> Task statement:
Copy every line of code in the Go memory model text in the order it appears, including any line that repeats.

> Source text:
-*-*-

The reference page about the Go Memory Model tells you the following:

compilers and processors may reorder the reads and writes executed within a single goroutine only when the reordering does not change the behavior within that goroutine as defined by the language specification.

The compiler may therefore reorder the two writes inside the body of the setup function, from

a = "hello, world"
done = true

to

done = true
a = "hello, world"

The following situation may then occur:

  • One doprint goroutine doesn't observe the write to done and therefore initiates a single execution of the setup function;
  • The other doPrint goroutine observes the write to done but finishes executing before observing the write to a; it therefore prints the zero value of a's type, i.e. the empty string.

I ran this code about five times, and every time, it printed "hello world".

-*-*-

> Supplied data:
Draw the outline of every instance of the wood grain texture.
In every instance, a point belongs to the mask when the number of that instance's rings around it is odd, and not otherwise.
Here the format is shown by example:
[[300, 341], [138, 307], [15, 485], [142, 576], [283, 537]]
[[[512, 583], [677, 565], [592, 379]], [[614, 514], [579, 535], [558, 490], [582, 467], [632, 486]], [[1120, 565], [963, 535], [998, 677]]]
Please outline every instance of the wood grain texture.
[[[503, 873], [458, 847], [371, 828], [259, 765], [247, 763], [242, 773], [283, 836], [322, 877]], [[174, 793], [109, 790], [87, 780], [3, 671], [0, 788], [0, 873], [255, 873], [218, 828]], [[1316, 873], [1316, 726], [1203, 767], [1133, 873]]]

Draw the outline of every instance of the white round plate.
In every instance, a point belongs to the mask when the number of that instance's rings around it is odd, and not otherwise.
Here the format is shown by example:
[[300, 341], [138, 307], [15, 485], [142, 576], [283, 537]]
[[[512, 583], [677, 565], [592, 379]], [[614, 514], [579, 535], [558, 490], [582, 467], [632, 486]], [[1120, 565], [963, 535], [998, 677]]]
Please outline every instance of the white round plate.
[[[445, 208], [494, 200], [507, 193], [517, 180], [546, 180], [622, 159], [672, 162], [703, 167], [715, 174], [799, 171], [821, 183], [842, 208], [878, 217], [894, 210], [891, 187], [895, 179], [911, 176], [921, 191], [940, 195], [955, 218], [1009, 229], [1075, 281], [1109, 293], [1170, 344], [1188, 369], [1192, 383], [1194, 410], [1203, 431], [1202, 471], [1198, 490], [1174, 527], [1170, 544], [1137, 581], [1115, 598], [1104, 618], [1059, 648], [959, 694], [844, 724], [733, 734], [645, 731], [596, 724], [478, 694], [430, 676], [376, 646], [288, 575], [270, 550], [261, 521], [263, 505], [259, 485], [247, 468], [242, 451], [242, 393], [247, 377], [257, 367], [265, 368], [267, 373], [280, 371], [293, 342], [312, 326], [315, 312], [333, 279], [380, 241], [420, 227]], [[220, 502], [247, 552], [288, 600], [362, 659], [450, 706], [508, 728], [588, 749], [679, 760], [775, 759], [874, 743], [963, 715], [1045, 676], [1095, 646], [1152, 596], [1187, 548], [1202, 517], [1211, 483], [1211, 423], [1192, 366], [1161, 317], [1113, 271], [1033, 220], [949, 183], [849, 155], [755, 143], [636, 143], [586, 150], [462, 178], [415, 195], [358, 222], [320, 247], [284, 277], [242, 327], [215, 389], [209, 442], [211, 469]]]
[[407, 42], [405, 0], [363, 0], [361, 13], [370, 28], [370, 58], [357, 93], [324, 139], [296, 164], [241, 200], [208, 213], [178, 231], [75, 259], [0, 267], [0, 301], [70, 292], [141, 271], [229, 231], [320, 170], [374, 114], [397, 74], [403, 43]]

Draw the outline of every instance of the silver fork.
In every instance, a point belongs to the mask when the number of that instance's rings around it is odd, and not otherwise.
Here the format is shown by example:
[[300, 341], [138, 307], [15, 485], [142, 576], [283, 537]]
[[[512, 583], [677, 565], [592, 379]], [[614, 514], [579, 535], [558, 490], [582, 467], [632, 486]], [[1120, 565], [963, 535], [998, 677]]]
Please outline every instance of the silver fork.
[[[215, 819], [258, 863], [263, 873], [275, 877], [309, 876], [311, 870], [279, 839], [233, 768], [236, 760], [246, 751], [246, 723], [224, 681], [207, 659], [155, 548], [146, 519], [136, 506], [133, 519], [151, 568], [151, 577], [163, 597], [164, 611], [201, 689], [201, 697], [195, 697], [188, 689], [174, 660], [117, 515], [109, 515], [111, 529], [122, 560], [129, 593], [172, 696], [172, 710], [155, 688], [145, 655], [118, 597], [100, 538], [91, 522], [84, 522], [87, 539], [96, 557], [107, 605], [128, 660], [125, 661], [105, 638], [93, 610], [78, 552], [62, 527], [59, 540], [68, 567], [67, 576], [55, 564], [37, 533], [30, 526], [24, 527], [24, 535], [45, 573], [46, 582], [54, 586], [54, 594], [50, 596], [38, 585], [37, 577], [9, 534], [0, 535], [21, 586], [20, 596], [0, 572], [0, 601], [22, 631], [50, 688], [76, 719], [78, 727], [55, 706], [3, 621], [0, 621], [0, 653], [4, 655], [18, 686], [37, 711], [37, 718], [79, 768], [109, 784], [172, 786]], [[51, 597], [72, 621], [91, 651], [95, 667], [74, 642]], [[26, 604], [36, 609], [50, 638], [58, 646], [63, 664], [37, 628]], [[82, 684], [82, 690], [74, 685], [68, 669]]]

-*-*-

> Solution to this exercise:
a = "hello, world"
done = true
done = true
a = "hello, world"